■ TASK STATEMENT ■
Rewrite the stretch from "Crucially, the project" through "poor sexual health." in the announcement of the Terrence Higgins Trust project, putting "online" in place of "digital".

■ SUPPLIED PASSAGE ■
-- Opening Marker --
Terrence Higgins Trust group selfie in blue t-shirts

A new three-year project from HIV and sexual health charity Terrence Higgins Trust, funded by the National Lottery, will provide a blueprint for meaningful beneficiary involvement for the whole third sector. 

The £1.1 million investment from the Big Lottery Fund, the largest community funder in the UK, will allow the project to take ‘nothing about us without us’ to a whole new level and answer the question of how to genuinely involve beneficiaries and those with lived experience across an entire organisation. 

Drawing on advice from the public, private and voluntary sectors, the charity will bring together innovative new approaches to adapt how it works to ensure it’s delivering activities that reflect the changing needs of its beneficiaries. 

It is by putting people in the lead that charities can ensure their activities and priorities reflect the constantly changing needs of who they are there to serve. 

Crucially, the project will also have a direct impact on those using their voice and experience to make meaningful change for the future – and not just benefit the charity.

The new project has a strong digital focus and the first stage will be utilising social marketing techniques to reach people who wouldn’t ordinarily engage, with the project plan to be beneficiary-led.

This programme will drive forward Terrence Higgins Trust’s work to end new HIV transmissions, support people to live well with HIV and ensure good sexual health is a right and reality for all.

The charity was set up in 1982 following the death of its namesake Terry Higgins, who was one of the very first to die of an AIDS-related illness in the UK. It’s hoped this project will futureproof the charity and ensure it is always meeting the needs of people affected by HIV and poor sexual health. 

Women and HIV: Invisible no longer women

Ian Green, Chief Executive of Terrence Higgins Trust, said: ‘We’re thrilled to launch this new project to revolutionise beneficiary involvement across our charity and learn with the wider third sector.

‘Meaningful engagement across all areas of an organisation is never the easy option or the quick one, but it’s of vital importance in ensuring what you’re doing is what you should be doing. This is not something Terrence Higgins Trust has always got right. We know, however, it is crucial if we are to adapt and respond to the fast-paced changing needs of people now and in the future.

‘HIV has changed faster than almost any other health condition. In just over two decades, effective treatment means an HIV diagnosis has gone from a virtual death sentence to a manageable long-term condition when diagnosed early.

‘We look forward to learning with all sectors to innovate and test out new ways to properly involve our beneficiaries. It is only with them that we can ensure that what we do is fit for purpose and reflects what is needed in 2019 and beyond.’

James Harcourt, England Grant-Making Director at the Big Lottery Fund, said: ‘People understand what’s needed in their communities better than anyone else. That’s why we’re proud National Lottery funding is supporting Terrence Higgins Trust to put those they support in the lead.

‘It’s great that others in the sector will be able to learn from this project which puts people at the heart of an organisation’s development and delivery, and creates a culture of co-production.’
-- Closing Marker --
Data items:
-- Opening Marker --
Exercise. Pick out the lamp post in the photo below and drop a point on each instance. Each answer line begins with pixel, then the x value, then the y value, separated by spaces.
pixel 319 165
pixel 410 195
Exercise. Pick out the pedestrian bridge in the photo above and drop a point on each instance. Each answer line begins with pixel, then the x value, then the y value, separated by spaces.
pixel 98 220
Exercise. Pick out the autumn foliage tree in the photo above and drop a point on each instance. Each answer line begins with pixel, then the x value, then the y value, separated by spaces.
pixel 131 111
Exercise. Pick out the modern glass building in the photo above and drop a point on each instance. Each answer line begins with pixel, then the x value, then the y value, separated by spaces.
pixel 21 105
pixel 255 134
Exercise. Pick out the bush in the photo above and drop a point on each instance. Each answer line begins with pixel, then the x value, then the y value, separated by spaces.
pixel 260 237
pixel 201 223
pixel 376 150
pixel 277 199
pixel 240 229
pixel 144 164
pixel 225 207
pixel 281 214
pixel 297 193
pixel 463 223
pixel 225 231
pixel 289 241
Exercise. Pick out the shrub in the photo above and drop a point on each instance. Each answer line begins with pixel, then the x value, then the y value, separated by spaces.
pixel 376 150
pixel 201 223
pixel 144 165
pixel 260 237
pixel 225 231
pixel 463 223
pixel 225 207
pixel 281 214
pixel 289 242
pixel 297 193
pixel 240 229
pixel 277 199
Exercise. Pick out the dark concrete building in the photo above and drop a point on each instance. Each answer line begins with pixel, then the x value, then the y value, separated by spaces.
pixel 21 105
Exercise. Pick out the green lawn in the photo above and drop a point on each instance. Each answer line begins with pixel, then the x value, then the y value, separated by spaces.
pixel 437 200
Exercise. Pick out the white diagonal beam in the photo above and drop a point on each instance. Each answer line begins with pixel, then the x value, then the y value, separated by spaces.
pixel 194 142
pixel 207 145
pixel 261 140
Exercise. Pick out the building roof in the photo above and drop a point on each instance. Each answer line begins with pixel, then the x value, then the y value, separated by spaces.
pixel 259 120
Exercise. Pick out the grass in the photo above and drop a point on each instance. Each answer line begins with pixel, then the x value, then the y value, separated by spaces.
-- Closing Marker --
■ RESULT FOR THIS TASK ■
Crucially, the project will also have a direct impact on those using their voice and experience to make meaningful change for the future – and not just benefit the charity.

The new project has a strong online focus and the first stage will be utilising social marketing techniques to reach people who wouldn’t ordinarily engage, with the project plan to be beneficiary-led.

This programme will drive forward Terrence Higgins Trust’s work to end new HIV transmissions, support people to live well with HIV and ensure good sexual health is a right and reality for all.

The charity was set up in 1982 following the death of its namesake Terry Higgins, who was one of the very first to die of an AIDS-related illness in the UK. It’s hoped this project will futureproof the charity and ensure it is always meeting the needs of people affected by HIV and poor sexual health.